TASK REQUIREMENTS: Please resume the message about PROV scenarios and data quality, writing on from its final sentence.

DOCUMENT:

# # # # #

Action-26 : PROV scenarios and quality

Dear all,

Before it's really too late, I want to report a bit on
http://www.w3.org/2013/dwbp/track/actions/26

The paper is
http://www.ijdc.net/index.php/ijdc/article/view/203

It summarizes the requirements from the PROV use cases. Large chunks of these use cases are relevant for us, as the scenarios put the emphasis on present credible, trusted content, with correct attribution (for credit) including affiliation, and content that is up-to-date. In other words, enabling the assessment of the context in which the data was created, its quality and validity, and the appropriate conditions for use.

A specific issue is that the processed around data collection and management are not always clearly documented, while they are crucial for re-use. Notable points are that the source of the information is not often apparent from the data aggregated from the Web. Also, it is important to
determine if content was modified, by whom. In general, one would like to inspect how the content was constructed and from what sources. It may be handy to have also a trust rating, and a description of how the trust rating was derived from those sources...

The general goal is to get to a more principled way, and automatize if possible:
- determine whether a Web document or resource can be used based on the original source of the content
- ascertain whether or not to trust it by examining the processes that created, aggregated, and delivered it, as well as who was responsible for these processes

(NB: I've sometimes kept the original focus of the Prov scenarios on 'content'. But in our our own scenarios, I believe Prov's 'content' is in straightforward correspondence to 'data' or 'dataset'.)

Table 1 in the paper presents a nicely formalized way, aspects that provenance models should address. I think that the items in the category 'content' is the most relevant for us (for each item I add details that I took from other parts of the paper):

- object of the provenance. I keep it emphasized because this object may be a specific part of a dataset, beyond the dataset itself (which is what we'd expect in most of our scenarios; we may want to emphasize here that a dataset is about a certain topic, helping to assert its relevance for given scenarios.

- attribution: source of data, entities responsible of making them (persons and/or organizations). This includes statements of responsibility or checks/endorsement by (independent) third parties. As well as mechanisms for representing and certifying (Signatures) the origin of the attribution statements themselves.

- process: statements about the creation of data. Level of detail may vary. One of the possible outcome is to allow reproducibility: re-create the data from primary sources. This includes details on the gathering, organization of data, including transcription, conversion from original data (for integration purposes)

# # # # #

SUPPLIED DATA:
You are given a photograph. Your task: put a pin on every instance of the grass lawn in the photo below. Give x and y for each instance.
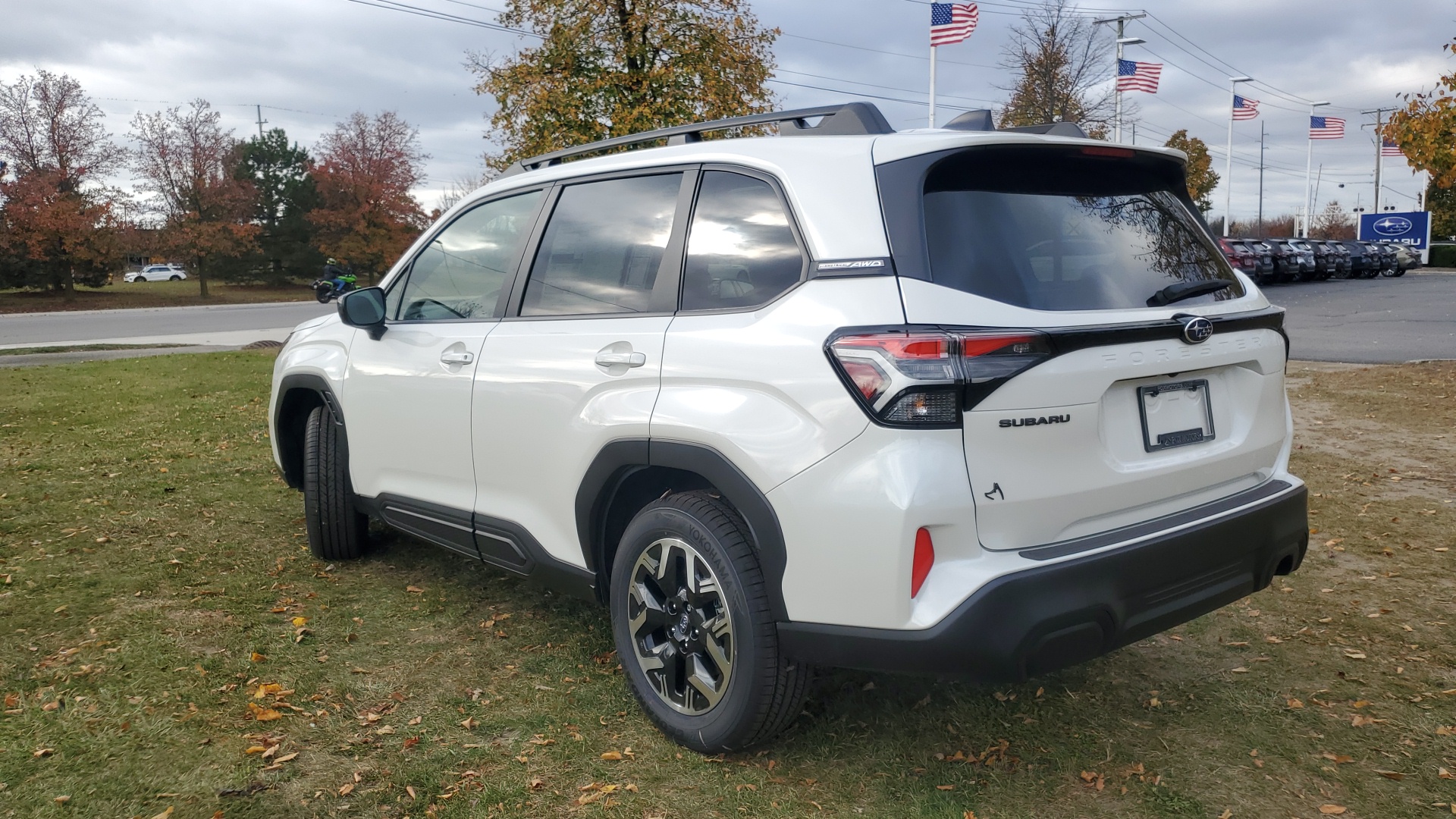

# # # # #

RESPONSE:
- versioning and evolution. if an original source of a data is updated (e.g. retracting claims or data) then the re-user should be able to update their content too. Versions should have their own provenance info. The level of detail for representing updates may vary, from indicating that there's a new version, to indicating precisely what the changes (deltas) were.

- justification of decisions and entailments when facts (conclusions) are derived from other facts. To me both seems to be part of the 'process' category, and be too detailed for us (as it could be domain-dependent). But as I'm not sure I'm mentioning it nonetheless.



The 'management' category lists items that are relevant to our efforts (licensing, publication, access). But to me it seems less relevant to data on 'quality' as we've started to scope it.

The 'use' category seems to include rather meta-level considerations, i.e. trust, levels of abstraction, understandability, interoperability, but for the provenance metadata itself. It's not the provenance vocabulary trying to capture quality aspects of the content/dataset that is being tracked.
I'm not saying that such criteria should never be considered in the description of quality for data. On the contrary! It's just that I would recommend to consider them from our own level, rather than the meta-level of provenance data itself.

Finally, the paper notes that publishing provenance information may be restricted for confidentiality reasons. I believe our own scenarios may come with similar constraints, but it's difficult for me to envision more specific details. The PROV work I've seen also leaves it to the general requirement of being able to publish (and exploit) only partial information.

I have further work on this, including trying to merge it with what is at
https://www.w3.org/2013/dwbp/wiki/Quality_and_Granularity_Description_Vocabulary
But this will have to wait a bit more!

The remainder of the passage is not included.